ТЕКСТ
______________________________

В этих сумках, плывущих по городу, есть что-то неприкрыто хищное и грубо материалистическое. Это как бы вывороченный наизнанку живот, выползшие кишки, которые человек придерживает собственными руками. Внутреннее и наружное странно перебивают друг друга в облике советского человека: вот он прилично одет, даже чрезмерно закутан и подоткнут со всех сторон от морозных напастей – и вдруг такое разверзание чрева с торчащими пакетами молока и розовым проблеском колбасы. В сравнении с западным человеком советский отличается дважды: чрезмерно закутывает то, что может быть открыто, и чрезмерно выставляет то, что должно быть спрятано. Туго стянут в своих социальных покровах и обнажен в физиологических запросах. Невольнее в одном, развязнее в другом.
Правда, функция ношения сумок доверена у нас в основном женщинам – может быть, потому, что им привычнее «носить» от природы: раздутое, «беременное» чрево сумки как бы входит в ряд их естественных обязанностей перед мужем и обществом. Мужчины носят портфели, которые по своей форме, плоской, а порой даже несколько впалой, так же гармонируют с мужской фигурой, как раздутые матерчатые сумки – с женской и материнской. В сумках носят пищу живота своего, в портфелях – пищу разума: в основном бумаги, папки и книги, тонкие, плоские, как знаковые субстанции.
Хорошо бы, однако, провести опыт: раскрыть портфели у мужчин, едущих, скажем, в одном вагоне метро. Пожалуй, в большинстве этих портфелей рядом с книгой или даже при ее отсутствии оказались бы какие-нибудь пакеты, кульки, та же колбаса. А у женщины в сумке наверняка нашлась бы книга. Пол в нашей жизни – почти столь же эфемерная оболочка, как разница между сумкой и портфелем: разная форма, но содержимое почти одинаково. Правда, стоит добавить, что колбаса, извлеченная из портфеля, как-то неуловимо пахнет бумагой, а книжка, извлеченная из сумки, молоком. Это те самые запахи, по которым мы с детства привыкли различать отца и мать.
Иосиф Бакштейн. Я и сумка
Я никогда не выхожу из дома без сумки, будь то портфель, баул, рюкзак, саквояж, авоська или просто сумка, матерчатая или полиэтиленовая. Меня всегда преследует страх, что я что-то увижу в городе такое, что мне захочется купить, а я не смогу это унести – не хватит рук.

______________________________

ИСХОДНЫЕ ДАННЫЕ
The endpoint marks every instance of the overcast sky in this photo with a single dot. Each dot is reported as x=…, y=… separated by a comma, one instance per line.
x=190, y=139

______________________________

ЧТО СДЕЛАТЬ
a) Обновите фрагмент текста о сумках и портфелях, который начинается со слов «Хорошо бы, однако, провести» и заканчивается словами «отца и мать.». Перепишите этот фрагмент полностью, заменив «метро» на «электрички».
b) Напишите продолжение текста о сумках и портфелях, которое начинается сразу после его последнего предложения.

ОТВЕТЫ К ЗАДАНИЯМ
a)
Хорошо бы, однако, провести опыт: раскрыть портфели у мужчин, едущих, скажем, в одном вагоне электрички. Пожалуй, в большинстве этих портфелей рядом с книгой или даже при ее отсутствии оказались бы какие-нибудь пакеты, кульки, та же колбаса. А у женщины в сумке наверняка нашлась бы книга. Пол в нашей жизни – почти столь же эфемерная оболочка, как разница между сумкой и портфелем: разная форма, но содержимое почти одинаково. Правда, стоит добавить, что колбаса, извлеченная из портфеля, как-то неуловимо пахнет бумагой, а книжка, извлеченная из сумки, молоком. Это те самые запахи, по которым мы с детства привыкли различать отца и мать.

b)
Но это значит, что мне всегда что-то надо, всегда чего-то не хватает, что у меня какая-то страсть к приобретательству. Но вроде бы это не так. Я могу просидеть несколько дней в доме, не выходя, сведя к минимуму потребности. Значит, дело не только в жажде вещей. Сам выход в город, за пределы жилища, в открытый космос площадей и перекрестков, страхи и опасности, с этим связанные, требует хотя бы в какой-то мере сохранить связь с домом, со всем родным и знакомым. Надо взять с собой некий прожиточный минимум вещей и предметов: ключи от квартиры, документы, деньги, тетради, папки, библиографические карточки: фотографии близких, книжку, чтобы читать в метро, другую книжку, уже прочитанную, чтобы отдать ее владельцу, еще одну книжку, свою собственную, – чтобы дать почитать приятелю, и многое, многое другое.
Вот, оказывается, для чего нужна сумка: не для того, чтобы что-то приобрести, а для того, чтобы поддержать существование. Когда выходишь из дома, скорее боишься что-нибудь из взятого с собой потерять, чем пополнить запасы. Теперь о виде предпочтительных сумок. Они обязательно должны носиться через плечо, чтобы были свободны руки. Это – удобно, можно долго нести тяжелый груз, но главное – придает индифферентный, независимый вид, вид вечного странника. Любовь к сумкам – признак бесприютности: все свое – ношу с собой. Моя сумка – мой дом. При этом я никогда не носил сумок типа «дипломат». Ее владельцы – лица с высокой степенью социальной определенности, желающие быть или казаться людьми с прочным положением, чиновники по велению сердца.
Я же предпочитаю свободные профессии и вместительные сумки.
Тема 13. Возможен ли эпос в наше время?
Предложена Ильей Кабаковым:
Возможен ли сейчас эпос в литературе или живописи, и если да, то какой?
11.04.1983. 19:05–21:05
Илья Кабаков. Возможен ли эпос в наше время?
По счастью, в отличие от других форм современной, авангардной или любой другой формы, эпос – достаточно ясная традиционная форма и в этом смысле совершенно известен во всех своих проявлениях.
Известен и тип сознания, производящий, порождающий эпос. Это, так сказать, «коллективное сознательное», некое народное целое, рассказывающее «само о себе» при помощи некоего органа, просода, рассказчика, певца и т. д. Критерием всего, что описывается, служит опять-таки «среднее мнение» этого целого, понимаемое как мощное, единое и нерасчлененное.
На «героя» в эпосе тоже пристально смотрит все то же «мощное целое» – и то соглашается на него, «воспевает», то не соглашается, «ниспровергает», то делает сначала одно, потом другое – попеременно, в зависимости от ситуации.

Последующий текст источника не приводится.